Your tasks |
1. In the page extract on teaching children about money, what split of pocket money do some parents encourage?
2. Say whether each statement agrees with the page extract on teaching children about money. Answer yes or no, and quote the words from the text that decide it.
(a) The chocolate bar at the check-out might cost 60p.
(b) Children usually remember to bring their pocket money.
(c) The writers have already put the charity-and-savings split into practice at home.
3. Continue the piece on teaching children about pocket money from where it stops.

Page extract |
* * * * *

The chocolate bars at the check-out are every Mum and Dad’s nightmare, kudos to all children for their persistence. However, see it as an opportunity, rather than an inconvenience.  Perhaps, ask a few questions like, “do they need it and why?” , “ did they bring their pocket money and  do they have it with them?” ….etc. Most of the time, children will have forgotten their pocket money and that’s the end of that, they have to wait until the next time you take a trip to the supermarket.  It is a good way to teach them some restraint and the difference between wants and needs.  The bar may only be 60 p which may not seem like a lot of money, but when your pocket money is only perhaps £2 or £5 a week, it can be significant.  In the future, when they have salaries in the thousands, this could equate to a £600 or £1000 spend.  Perspective is everything and they need to learn it now! 



3.       Budgeting

Giving your children pocket money or an allowance teaches independence and the value of money.  We recently heard that some parents try to encourage their children to set aside from their pocket money, 10% for a charity, 30% to savings, and the remaining 60% they can spend or perhaps save a little more for something big that they really want.  The theory is that this not only teaches them to manage their money but teaches them to be generous too, something we are keen to implement in our own households.

* * * * *

Data shown |
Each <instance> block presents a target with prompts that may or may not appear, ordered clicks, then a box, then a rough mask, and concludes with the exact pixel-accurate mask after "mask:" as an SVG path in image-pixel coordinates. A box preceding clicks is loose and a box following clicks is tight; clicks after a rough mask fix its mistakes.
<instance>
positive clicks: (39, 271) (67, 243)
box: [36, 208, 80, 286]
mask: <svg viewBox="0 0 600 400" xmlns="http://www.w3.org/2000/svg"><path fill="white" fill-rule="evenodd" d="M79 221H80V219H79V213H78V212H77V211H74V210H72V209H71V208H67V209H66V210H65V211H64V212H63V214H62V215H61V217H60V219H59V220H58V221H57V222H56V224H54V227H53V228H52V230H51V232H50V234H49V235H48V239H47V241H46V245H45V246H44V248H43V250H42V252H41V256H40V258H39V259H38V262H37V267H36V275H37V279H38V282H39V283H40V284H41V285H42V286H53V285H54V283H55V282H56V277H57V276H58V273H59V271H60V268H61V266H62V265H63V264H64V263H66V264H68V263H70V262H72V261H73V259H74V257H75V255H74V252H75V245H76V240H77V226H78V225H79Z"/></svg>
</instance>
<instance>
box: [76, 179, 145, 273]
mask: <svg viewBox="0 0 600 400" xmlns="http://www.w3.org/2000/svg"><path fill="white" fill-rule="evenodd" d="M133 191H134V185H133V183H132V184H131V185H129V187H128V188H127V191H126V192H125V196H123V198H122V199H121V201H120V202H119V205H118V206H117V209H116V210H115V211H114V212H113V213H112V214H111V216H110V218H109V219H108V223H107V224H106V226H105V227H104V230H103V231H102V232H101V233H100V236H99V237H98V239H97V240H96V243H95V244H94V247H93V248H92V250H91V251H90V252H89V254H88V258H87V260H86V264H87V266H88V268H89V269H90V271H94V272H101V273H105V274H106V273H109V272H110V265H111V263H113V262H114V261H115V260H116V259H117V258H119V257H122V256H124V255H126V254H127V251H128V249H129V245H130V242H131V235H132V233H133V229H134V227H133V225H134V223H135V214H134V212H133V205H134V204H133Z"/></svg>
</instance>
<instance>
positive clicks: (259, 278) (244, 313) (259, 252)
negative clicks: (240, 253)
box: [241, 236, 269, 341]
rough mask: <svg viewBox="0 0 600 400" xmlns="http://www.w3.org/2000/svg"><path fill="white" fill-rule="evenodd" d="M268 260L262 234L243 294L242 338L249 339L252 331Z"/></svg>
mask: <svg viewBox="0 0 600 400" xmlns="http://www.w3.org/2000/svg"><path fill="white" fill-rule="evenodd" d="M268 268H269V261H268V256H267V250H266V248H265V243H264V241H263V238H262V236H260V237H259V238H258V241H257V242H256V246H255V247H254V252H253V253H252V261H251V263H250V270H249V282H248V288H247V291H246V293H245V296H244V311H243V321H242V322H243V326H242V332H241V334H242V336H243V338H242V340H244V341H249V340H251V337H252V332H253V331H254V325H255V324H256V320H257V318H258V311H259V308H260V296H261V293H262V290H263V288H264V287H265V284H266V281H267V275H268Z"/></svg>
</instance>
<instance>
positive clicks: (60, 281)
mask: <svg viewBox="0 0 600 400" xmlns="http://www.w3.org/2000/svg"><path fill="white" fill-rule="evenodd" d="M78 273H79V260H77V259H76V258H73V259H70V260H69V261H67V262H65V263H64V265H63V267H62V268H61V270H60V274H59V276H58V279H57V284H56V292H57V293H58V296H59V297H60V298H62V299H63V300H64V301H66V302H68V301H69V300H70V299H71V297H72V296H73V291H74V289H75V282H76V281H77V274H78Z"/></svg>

* * * * *

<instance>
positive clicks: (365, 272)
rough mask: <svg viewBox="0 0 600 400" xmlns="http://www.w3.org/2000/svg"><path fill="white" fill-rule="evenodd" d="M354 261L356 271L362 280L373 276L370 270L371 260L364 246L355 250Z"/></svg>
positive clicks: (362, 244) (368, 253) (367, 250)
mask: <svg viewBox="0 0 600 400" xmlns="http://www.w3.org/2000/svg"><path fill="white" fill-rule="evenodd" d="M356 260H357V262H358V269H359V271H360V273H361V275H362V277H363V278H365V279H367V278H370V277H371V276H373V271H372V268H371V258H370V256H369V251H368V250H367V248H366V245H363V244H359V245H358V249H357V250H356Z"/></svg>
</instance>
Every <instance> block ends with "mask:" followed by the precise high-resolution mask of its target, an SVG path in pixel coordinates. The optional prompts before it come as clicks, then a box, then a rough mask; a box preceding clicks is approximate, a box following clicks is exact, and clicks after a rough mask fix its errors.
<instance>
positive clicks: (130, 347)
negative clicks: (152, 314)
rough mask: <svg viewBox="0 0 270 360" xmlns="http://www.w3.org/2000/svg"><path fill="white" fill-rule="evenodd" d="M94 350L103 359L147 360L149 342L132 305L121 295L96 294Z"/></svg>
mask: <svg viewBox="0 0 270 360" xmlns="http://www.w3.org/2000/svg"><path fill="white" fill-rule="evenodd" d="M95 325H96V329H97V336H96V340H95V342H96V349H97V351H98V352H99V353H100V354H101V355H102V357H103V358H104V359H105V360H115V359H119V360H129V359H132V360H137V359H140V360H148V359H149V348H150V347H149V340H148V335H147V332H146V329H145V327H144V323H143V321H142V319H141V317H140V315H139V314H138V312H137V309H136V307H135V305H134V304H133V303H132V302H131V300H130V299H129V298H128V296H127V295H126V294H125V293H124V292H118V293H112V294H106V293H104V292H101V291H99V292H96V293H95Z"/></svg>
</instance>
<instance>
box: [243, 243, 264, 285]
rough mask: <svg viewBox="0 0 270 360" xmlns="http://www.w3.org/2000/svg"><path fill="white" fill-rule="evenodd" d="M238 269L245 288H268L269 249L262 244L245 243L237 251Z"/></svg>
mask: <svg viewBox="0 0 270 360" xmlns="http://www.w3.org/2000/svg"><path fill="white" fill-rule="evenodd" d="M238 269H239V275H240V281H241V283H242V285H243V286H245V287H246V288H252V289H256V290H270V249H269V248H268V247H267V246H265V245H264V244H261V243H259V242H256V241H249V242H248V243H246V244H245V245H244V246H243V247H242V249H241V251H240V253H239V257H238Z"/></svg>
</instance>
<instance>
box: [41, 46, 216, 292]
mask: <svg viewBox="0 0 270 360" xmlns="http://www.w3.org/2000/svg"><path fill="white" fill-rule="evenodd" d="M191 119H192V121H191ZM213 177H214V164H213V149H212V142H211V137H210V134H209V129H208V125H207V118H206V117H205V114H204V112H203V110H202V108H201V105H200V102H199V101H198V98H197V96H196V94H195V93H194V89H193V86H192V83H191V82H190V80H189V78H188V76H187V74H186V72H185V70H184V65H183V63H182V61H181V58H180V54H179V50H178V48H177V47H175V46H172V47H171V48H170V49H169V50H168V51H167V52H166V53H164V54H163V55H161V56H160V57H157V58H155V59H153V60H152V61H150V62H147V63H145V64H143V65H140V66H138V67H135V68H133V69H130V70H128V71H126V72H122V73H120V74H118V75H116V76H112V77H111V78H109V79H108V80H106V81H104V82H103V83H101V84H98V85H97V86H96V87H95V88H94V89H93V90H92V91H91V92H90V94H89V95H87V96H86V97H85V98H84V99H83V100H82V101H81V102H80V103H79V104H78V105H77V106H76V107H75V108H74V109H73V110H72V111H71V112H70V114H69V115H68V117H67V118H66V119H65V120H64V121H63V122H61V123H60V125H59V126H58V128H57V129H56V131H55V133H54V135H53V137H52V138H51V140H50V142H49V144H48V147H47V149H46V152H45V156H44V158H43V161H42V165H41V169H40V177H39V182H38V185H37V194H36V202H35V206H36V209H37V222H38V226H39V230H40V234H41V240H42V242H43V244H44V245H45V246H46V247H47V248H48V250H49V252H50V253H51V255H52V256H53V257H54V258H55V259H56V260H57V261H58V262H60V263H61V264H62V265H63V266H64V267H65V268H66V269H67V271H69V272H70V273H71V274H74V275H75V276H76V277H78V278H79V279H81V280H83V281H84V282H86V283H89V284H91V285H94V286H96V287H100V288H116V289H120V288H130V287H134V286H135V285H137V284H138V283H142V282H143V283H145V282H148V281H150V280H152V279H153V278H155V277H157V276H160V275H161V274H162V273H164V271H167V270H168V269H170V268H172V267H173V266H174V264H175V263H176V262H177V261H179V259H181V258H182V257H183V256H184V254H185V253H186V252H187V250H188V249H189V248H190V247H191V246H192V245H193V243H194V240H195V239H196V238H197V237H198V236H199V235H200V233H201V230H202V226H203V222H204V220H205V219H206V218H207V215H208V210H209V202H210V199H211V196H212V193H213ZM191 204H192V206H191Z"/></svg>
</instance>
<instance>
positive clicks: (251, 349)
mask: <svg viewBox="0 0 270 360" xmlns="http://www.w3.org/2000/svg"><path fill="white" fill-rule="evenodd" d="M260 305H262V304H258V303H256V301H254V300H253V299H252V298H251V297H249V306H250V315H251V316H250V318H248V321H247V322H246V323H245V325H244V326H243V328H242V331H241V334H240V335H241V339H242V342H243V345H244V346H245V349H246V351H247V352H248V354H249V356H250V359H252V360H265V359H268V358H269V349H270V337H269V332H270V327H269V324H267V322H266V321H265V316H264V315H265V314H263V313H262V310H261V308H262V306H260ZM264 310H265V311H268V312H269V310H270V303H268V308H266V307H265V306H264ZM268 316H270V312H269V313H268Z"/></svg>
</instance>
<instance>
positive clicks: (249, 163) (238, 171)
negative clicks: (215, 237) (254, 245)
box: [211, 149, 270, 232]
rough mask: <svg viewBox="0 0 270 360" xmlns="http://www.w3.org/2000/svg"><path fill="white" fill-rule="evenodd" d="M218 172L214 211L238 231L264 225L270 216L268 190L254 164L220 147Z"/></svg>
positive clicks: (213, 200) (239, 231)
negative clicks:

* * * * *

Answers below |
1. They encourage 10% for a charity, 30% for savings, and the remaining 60% to spend or save toward something big the child really wants.

2.
(a) Yes: "The bar may only be 60 p"
(b) No: "Most of the time, children will have forgotten their pocket money"
(c) No: "something we are keen to implement in our own households"

3.
4.       Look for deals

 Not all of us are natural deal hunters, but we can to teach our children to be, to avoid a sense of entitlement!  This lays a good foundation for the later years.  Here is a little example of how you can teach a 7 to 10 year-old about bundle deals. In the big supermarket, a 41g Crunchie bar is usually £0.60. However, sometimes you can get 4 of the same chocolate bar for just £1.00. This means as opposed to one, your child can buy four bars and eat them over the month (not all in one go, obviously) making a saving of  £1.40. This might not seem a lot to save, but in the future, if your child were to apply the same principle, they could turn out to be incredibly money savvy, which is the ultimate goal.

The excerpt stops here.